**What is needed**
Show every line of the material below that contains the word "folded", copying each such line in full.

#### Material for the task

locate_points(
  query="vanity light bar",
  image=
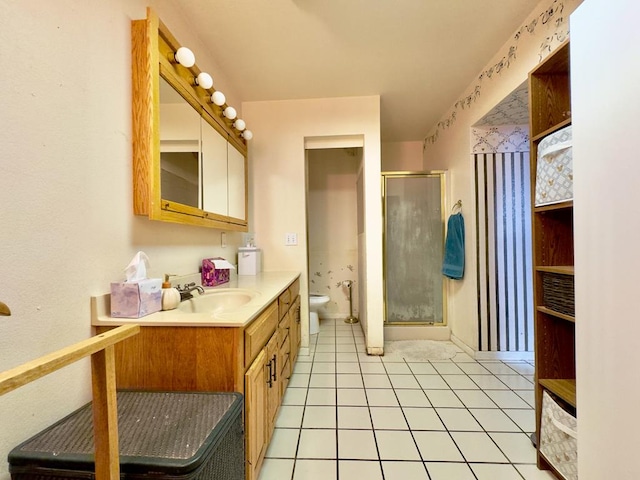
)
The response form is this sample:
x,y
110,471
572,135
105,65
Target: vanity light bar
x,y
187,59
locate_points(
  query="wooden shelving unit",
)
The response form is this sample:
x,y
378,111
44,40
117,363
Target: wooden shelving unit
x,y
550,111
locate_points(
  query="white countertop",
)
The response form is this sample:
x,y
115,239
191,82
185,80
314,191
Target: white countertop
x,y
268,285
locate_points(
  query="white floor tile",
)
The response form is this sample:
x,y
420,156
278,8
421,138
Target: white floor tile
x,y
347,357
352,396
357,444
381,397
498,368
437,447
321,396
429,382
475,399
522,368
423,419
322,380
353,470
531,472
473,368
516,446
388,418
413,398
315,470
373,368
488,382
294,396
349,380
276,469
317,444
458,420
443,398
319,417
289,416
422,368
516,382
460,382
404,471
488,471
494,420
447,368
396,445
449,471
284,443
478,447
299,380
354,418
524,418
507,399
397,369
344,367
399,381
376,381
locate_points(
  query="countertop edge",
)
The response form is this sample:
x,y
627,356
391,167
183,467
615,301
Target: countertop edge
x,y
269,284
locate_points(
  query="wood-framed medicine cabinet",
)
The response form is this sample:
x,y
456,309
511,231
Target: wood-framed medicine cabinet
x,y
189,163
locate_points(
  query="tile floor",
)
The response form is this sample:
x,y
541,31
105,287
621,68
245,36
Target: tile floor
x,y
350,416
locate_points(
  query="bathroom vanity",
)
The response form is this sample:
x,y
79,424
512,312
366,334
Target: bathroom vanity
x,y
250,348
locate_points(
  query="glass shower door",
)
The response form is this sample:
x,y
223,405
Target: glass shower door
x,y
413,248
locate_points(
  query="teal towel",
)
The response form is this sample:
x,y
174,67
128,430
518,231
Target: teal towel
x,y
453,264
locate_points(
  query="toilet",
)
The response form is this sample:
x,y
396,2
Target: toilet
x,y
316,302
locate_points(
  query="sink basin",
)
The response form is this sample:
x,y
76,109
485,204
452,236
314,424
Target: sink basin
x,y
218,301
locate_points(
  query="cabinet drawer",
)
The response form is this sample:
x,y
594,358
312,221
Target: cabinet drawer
x,y
258,333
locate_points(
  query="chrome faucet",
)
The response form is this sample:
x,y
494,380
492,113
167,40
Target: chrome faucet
x,y
185,292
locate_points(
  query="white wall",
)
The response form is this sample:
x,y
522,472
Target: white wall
x,y
447,146
277,181
605,75
333,226
66,223
401,156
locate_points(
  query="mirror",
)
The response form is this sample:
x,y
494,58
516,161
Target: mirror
x,y
190,165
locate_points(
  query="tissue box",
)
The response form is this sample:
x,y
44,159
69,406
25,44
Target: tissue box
x,y
212,276
136,299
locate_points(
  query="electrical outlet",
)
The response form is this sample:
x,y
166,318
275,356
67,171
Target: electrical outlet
x,y
291,239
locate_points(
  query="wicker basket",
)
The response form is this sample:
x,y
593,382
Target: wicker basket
x,y
558,293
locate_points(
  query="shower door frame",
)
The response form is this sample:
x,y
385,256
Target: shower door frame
x,y
401,174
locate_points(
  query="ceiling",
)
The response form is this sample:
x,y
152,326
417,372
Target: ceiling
x,y
418,55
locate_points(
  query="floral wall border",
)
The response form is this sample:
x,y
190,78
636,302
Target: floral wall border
x,y
553,13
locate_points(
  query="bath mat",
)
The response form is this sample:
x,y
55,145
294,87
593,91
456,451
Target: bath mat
x,y
418,350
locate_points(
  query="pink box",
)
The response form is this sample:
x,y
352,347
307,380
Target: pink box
x,y
136,299
212,276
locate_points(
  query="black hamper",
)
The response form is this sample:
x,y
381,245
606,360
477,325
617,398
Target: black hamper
x,y
162,435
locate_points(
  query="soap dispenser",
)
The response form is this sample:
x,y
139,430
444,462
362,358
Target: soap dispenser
x,y
170,295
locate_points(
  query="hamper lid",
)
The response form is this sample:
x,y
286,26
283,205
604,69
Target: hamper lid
x,y
169,431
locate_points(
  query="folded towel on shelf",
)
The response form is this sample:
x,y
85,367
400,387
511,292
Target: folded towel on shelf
x,y
453,264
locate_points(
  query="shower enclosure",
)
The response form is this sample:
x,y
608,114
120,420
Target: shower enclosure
x,y
413,248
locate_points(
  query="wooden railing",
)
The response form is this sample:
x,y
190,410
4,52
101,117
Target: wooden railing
x,y
103,380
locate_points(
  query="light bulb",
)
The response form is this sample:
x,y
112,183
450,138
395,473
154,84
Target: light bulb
x,y
218,98
185,57
204,80
230,113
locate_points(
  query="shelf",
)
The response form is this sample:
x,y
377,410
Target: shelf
x,y
554,206
553,313
549,131
563,388
561,269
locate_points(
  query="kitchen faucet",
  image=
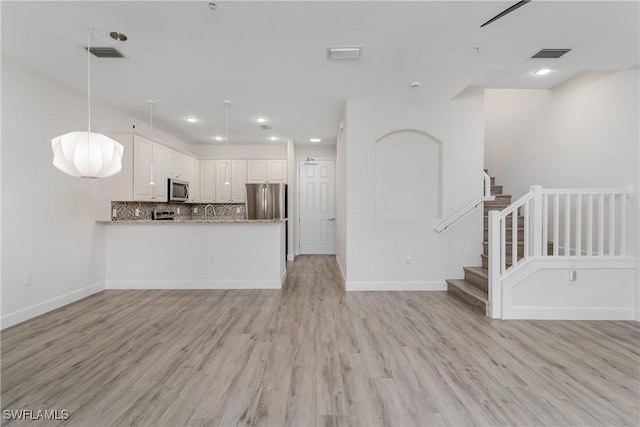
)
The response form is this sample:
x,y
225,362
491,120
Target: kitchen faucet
x,y
213,209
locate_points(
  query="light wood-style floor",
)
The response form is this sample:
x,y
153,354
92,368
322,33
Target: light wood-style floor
x,y
313,355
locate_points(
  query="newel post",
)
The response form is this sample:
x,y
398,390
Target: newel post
x,y
495,262
536,233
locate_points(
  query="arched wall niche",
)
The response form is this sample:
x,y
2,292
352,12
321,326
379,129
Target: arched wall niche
x,y
408,175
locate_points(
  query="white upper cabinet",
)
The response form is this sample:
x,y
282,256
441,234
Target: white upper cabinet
x,y
256,171
149,170
160,185
142,155
208,181
277,171
176,165
259,171
238,180
192,176
231,176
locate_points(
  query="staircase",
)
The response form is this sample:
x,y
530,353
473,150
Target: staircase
x,y
474,288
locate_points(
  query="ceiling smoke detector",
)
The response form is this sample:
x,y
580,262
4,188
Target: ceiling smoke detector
x,y
344,52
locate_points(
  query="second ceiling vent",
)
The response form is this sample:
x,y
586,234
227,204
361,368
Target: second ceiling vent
x,y
344,52
551,53
106,52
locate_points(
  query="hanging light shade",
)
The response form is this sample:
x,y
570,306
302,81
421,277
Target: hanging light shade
x,y
87,154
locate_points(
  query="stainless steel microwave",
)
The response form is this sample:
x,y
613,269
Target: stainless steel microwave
x,y
178,191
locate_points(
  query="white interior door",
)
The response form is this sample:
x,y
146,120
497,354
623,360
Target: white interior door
x,y
317,206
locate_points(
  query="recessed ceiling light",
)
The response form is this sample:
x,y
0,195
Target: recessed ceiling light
x,y
117,36
542,72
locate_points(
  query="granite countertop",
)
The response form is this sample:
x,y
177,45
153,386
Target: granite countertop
x,y
217,220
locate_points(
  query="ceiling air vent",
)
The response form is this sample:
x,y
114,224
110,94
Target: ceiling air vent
x,y
344,52
551,53
106,52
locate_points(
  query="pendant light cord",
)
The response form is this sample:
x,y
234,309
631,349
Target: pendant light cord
x,y
89,82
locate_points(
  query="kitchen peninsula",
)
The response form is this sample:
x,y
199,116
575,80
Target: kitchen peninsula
x,y
220,253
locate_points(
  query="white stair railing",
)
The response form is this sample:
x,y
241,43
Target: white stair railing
x,y
467,209
555,224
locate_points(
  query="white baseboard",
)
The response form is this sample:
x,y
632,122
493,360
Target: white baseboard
x,y
44,307
395,286
571,313
195,284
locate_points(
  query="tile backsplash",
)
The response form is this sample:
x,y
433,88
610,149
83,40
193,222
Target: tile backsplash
x,y
126,211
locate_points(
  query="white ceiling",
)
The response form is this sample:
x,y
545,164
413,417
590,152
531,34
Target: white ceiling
x,y
269,57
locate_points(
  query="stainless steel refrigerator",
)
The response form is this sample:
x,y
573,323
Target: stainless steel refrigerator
x,y
266,201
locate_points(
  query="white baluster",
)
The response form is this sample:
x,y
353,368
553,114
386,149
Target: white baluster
x,y
578,225
590,225
612,226
623,217
525,231
503,245
556,225
601,225
495,286
514,238
567,224
544,249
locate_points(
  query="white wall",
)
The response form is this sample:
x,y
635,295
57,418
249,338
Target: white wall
x,y
583,133
600,292
341,196
377,249
48,218
241,151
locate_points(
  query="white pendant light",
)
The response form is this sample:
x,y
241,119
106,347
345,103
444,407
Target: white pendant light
x,y
227,170
151,104
87,154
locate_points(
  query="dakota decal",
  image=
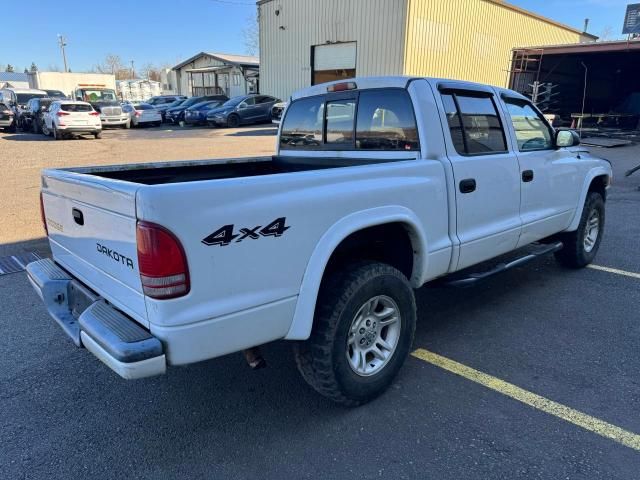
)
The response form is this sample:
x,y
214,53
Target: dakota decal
x,y
118,257
225,235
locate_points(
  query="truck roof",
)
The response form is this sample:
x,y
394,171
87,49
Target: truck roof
x,y
399,81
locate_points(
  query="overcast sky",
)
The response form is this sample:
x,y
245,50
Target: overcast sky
x,y
166,31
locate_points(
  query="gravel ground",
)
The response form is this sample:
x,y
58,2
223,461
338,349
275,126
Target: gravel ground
x,y
571,336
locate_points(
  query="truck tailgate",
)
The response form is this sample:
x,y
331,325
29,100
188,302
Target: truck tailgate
x,y
92,233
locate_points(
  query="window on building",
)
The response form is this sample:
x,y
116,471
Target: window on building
x,y
386,121
302,126
532,131
474,124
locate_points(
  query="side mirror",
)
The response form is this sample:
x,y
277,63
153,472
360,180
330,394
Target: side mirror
x,y
567,138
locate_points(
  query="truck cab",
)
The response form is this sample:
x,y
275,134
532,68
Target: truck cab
x,y
105,101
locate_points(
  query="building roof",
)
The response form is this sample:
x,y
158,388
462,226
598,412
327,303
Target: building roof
x,y
591,47
13,77
233,59
504,4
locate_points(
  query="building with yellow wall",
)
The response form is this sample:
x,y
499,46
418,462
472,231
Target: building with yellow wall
x,y
303,42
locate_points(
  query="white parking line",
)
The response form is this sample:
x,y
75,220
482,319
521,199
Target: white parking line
x,y
616,271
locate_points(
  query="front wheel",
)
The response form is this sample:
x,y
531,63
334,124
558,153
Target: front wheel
x,y
581,246
363,329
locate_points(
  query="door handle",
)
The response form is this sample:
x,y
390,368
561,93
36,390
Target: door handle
x,y
78,217
468,185
527,175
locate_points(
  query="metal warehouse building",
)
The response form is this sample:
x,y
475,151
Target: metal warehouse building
x,y
304,42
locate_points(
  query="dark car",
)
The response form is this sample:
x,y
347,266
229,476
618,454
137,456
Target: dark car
x,y
164,99
31,117
243,110
197,114
176,114
166,106
57,94
7,118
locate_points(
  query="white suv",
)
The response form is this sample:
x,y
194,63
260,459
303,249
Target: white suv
x,y
67,118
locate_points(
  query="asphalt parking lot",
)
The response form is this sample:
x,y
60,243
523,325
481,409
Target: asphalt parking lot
x,y
569,337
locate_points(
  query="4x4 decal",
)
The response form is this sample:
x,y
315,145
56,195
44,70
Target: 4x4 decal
x,y
225,235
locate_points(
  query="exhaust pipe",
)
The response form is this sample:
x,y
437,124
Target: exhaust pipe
x,y
254,358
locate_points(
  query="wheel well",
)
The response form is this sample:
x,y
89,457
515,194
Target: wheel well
x,y
599,184
389,243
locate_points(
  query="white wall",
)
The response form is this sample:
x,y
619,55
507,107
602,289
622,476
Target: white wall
x,y
378,27
67,82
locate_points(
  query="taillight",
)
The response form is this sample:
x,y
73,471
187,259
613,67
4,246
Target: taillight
x,y
42,215
162,262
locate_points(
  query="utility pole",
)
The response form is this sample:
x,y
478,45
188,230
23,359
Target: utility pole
x,y
62,42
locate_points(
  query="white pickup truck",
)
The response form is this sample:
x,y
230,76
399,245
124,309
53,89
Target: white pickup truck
x,y
379,185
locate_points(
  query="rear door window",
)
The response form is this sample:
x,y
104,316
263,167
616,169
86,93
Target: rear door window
x,y
386,121
302,126
532,130
474,123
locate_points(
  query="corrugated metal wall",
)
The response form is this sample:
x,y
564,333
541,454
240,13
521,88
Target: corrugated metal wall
x,y
472,39
285,39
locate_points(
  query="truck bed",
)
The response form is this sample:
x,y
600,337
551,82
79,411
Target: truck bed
x,y
191,171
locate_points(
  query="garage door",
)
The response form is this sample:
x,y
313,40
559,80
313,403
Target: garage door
x,y
333,62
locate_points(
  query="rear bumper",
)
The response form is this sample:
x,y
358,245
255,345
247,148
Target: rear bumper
x,y
90,322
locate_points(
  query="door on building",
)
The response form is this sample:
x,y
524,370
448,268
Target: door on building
x,y
486,175
551,183
333,62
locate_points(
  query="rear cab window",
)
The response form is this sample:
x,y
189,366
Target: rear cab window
x,y
377,119
75,107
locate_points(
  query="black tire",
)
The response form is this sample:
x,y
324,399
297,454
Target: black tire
x,y
574,254
233,121
322,359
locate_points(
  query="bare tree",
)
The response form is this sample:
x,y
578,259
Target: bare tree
x,y
251,35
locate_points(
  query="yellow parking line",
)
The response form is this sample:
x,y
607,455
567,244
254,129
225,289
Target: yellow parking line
x,y
570,415
616,271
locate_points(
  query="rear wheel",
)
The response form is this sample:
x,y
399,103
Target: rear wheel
x,y
581,246
363,330
233,121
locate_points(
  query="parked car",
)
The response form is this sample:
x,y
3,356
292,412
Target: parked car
x,y
32,116
142,114
16,99
176,114
243,110
56,94
166,106
197,114
7,118
323,243
68,118
164,99
276,112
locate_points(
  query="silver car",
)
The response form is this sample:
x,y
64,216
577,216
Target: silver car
x,y
142,114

########

**Full output**
  query="folded towel on shelf",
Target: folded towel on shelf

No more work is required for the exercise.